Pull out every line in the records below that contains the string "panel", and list those lines.

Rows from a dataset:
==*==

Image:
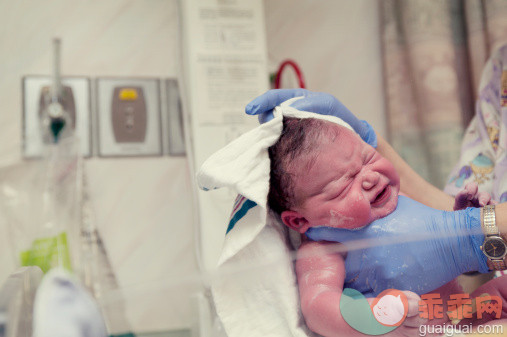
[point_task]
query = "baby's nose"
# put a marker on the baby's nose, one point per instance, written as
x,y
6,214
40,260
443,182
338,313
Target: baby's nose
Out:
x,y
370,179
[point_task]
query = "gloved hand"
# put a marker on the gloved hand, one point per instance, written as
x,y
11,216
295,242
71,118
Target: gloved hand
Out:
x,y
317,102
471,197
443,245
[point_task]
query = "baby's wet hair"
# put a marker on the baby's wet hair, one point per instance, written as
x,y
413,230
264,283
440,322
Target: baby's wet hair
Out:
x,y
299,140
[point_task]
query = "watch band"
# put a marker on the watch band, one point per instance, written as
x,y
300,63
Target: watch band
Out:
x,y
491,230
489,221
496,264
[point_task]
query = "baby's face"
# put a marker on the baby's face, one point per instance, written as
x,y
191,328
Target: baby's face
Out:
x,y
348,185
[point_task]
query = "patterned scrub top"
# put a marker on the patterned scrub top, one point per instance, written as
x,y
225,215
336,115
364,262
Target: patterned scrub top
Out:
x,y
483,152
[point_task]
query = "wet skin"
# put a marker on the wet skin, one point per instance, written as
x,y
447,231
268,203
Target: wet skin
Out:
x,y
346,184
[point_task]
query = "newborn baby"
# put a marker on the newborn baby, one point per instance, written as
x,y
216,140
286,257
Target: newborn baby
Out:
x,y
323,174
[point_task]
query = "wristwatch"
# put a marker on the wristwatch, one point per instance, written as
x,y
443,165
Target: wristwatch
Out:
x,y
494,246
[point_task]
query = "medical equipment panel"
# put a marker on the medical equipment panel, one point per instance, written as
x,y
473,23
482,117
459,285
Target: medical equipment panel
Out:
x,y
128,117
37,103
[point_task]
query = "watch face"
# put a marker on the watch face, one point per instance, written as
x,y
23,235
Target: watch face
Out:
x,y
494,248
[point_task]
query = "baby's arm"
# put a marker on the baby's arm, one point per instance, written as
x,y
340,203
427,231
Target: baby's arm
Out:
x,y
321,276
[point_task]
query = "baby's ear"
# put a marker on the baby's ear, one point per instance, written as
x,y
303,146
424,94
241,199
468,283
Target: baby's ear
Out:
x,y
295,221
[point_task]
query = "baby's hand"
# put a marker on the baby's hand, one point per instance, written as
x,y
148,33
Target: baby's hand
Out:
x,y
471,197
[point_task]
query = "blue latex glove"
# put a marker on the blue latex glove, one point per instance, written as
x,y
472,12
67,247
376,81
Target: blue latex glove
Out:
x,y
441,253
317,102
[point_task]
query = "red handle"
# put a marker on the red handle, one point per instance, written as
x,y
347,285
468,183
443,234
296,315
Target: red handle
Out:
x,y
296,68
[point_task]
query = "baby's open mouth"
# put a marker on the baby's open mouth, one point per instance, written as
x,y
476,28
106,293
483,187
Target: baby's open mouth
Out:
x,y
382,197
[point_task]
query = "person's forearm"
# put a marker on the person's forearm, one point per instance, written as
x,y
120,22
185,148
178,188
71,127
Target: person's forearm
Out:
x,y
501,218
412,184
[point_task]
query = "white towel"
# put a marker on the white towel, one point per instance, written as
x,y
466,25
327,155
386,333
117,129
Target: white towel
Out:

==*==

◆ **Final result**:
query = "medical equipment panel"
# put a marker on the medical equipment panel, one point per instance, written as
Target: medical equipment panel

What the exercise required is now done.